The macroscopic interaction cross section of water \Sigma_{\mathrm{H}_2 \mathrm{O}} for 10 MeV neutrons is now calculated as follows
\begin{aligned} \Sigma_{\mathrm{H}_2 \mathrm{O}}= & n_{\mathrm{H}}^{\square} \sigma_{\mathrm{H}}+n_{\mathrm{O}}^{\square} \sigma_{\mathrm{O}} \\ = & \left(6.686 \times 10^{22} \mathrm{~cm}^{-3}\right) \times\left(0.94 \times 10^{-24} \mathrm{~cm}^2\right) \\ & +\left(3.343 \times 10^{22} \mathrm{~cm}^{-3}\right) \times\left(1.25 \times 10^{-24} \mathrm{~cm}^2\right) \\ = & 0.0628 \mathrm{~cm}^{-1}+0.0418 \mathrm{~cm}^{-1}=0.1046 \mathrm{~cm}^{-1} .\quad (9.67) \end{aligned}
(c) Neutron kerma factor F_n of hydrogen and oxygen for 10 MeV neutrons is calculated from the following expression
F_{\mathrm{n}}=\frac{\Sigma}{\rho} \overline{\Delta E_{\mathrm{K}}}=\frac{n^{\square} \sigma}{\rho} \overline{\Delta E_{\mathrm{K}}}=\frac{N_{\mathrm{a}}}{\rho \mathcal{V}} \sigma \overline{\Delta E_{\mathrm{K}}}=\frac{N_{\mathrm{A}}}{A} \sigma \overline{\Delta E_{\mathrm{K}}}=\frac{N_{\mathrm{A}}}{A} \sigma \frac{2 A}{(1+A)^2} E_{\mathrm{K}}^{\mathrm{n}}, (9.68)
where
Σ is the total macroscopic interaction cross section of attenuating medium for neutrons.
ρ is the density of attenuating medium (hydrogen or oxygen).
n^{\square} atomic (nuclear) density of attenuating medium: n^{\square}=N_{\mathrm{a}} / \mathcal{V} \text { with } N_{\mathrm{a}} number of atoms and \mathcal{V} volume of attenuating medium.
σ is the total microscopic interaction cross section of attenuating medium for neutrons.
N_A is the Avogadro number: 6.022\times 10^{23} atoms (nuclei) per mol.
A is the atomic mass number (atomic weight) of the attenuating medium.

################

## Exercise tasks
[1] Decide whether each statement agrees with the neutron kerma passage above. Answer yes or no for each, and quote the words of the passage that decide it.
(a) In the kerma factor expression, ρ stands for the density of the attenuating medium.
(b) The symbol σ denotes the macroscopic interaction cross section of the medium.
(c) A is the atomic number of the attenuating medium.
[2] Restate word for word the part of the neutron kerma passage that opens with the words containing "ρ is the density" and closes with "of attenuating medium.".

## Excerpted data
################

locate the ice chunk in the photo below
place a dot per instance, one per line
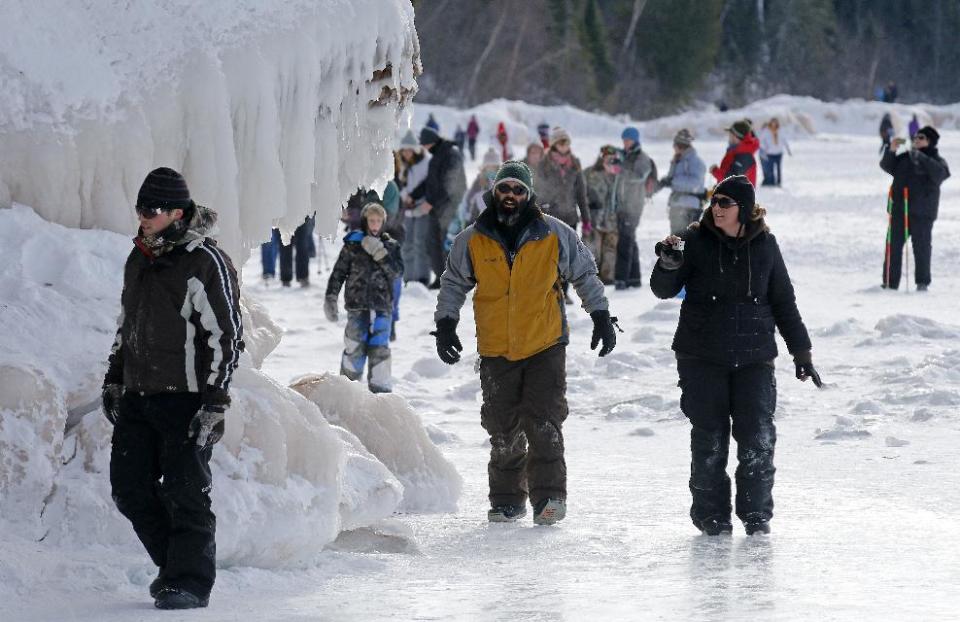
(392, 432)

################

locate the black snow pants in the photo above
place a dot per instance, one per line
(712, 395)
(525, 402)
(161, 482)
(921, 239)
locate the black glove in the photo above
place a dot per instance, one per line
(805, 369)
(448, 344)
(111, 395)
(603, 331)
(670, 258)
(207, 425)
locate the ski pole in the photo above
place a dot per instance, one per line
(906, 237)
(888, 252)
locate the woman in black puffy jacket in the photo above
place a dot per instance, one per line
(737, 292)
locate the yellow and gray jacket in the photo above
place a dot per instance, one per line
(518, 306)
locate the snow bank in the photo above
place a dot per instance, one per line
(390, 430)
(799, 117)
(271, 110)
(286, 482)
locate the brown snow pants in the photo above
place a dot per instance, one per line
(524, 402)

################

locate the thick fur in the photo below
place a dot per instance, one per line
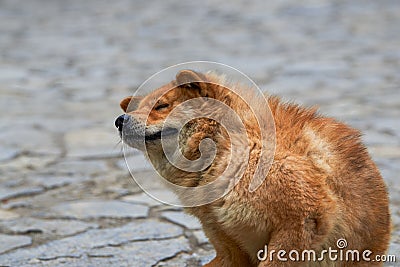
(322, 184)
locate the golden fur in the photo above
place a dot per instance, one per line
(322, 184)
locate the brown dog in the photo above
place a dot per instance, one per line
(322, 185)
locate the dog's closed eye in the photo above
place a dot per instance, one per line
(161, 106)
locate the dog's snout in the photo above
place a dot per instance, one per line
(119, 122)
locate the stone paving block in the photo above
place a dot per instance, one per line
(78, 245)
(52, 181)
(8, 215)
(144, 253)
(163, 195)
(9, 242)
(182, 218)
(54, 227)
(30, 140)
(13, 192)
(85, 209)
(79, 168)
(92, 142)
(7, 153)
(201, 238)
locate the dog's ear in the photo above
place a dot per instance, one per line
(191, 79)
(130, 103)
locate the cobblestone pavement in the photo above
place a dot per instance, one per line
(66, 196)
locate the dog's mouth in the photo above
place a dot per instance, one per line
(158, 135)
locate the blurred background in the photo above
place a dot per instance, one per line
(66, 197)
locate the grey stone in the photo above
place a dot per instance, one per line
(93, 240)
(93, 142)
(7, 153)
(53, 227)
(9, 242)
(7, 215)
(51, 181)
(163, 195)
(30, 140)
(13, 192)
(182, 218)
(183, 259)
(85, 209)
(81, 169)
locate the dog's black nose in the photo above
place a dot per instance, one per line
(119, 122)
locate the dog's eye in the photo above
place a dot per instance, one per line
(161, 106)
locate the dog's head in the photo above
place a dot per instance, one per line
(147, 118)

################

## Results
[1]
(a) Yes: "ρ is the density of attenuating medium (hydrogen or oxygen)."
(b) No: "σ is the total microscopic interaction cross section of attenuating medium for neutrons."
(c) No: "A is the atomic mass number (atomic weight) of the attenuating medium."

[2]
ρ is the density of attenuating medium (hydrogen or oxygen).
n^{\square} atomic (nuclear) density of attenuating medium: n^{\square}=N_{\mathrm{a}} / \mathcal{V} \text { with } N_{\mathrm{a}} number of atoms and \mathcal{V} volume of attenuating medium.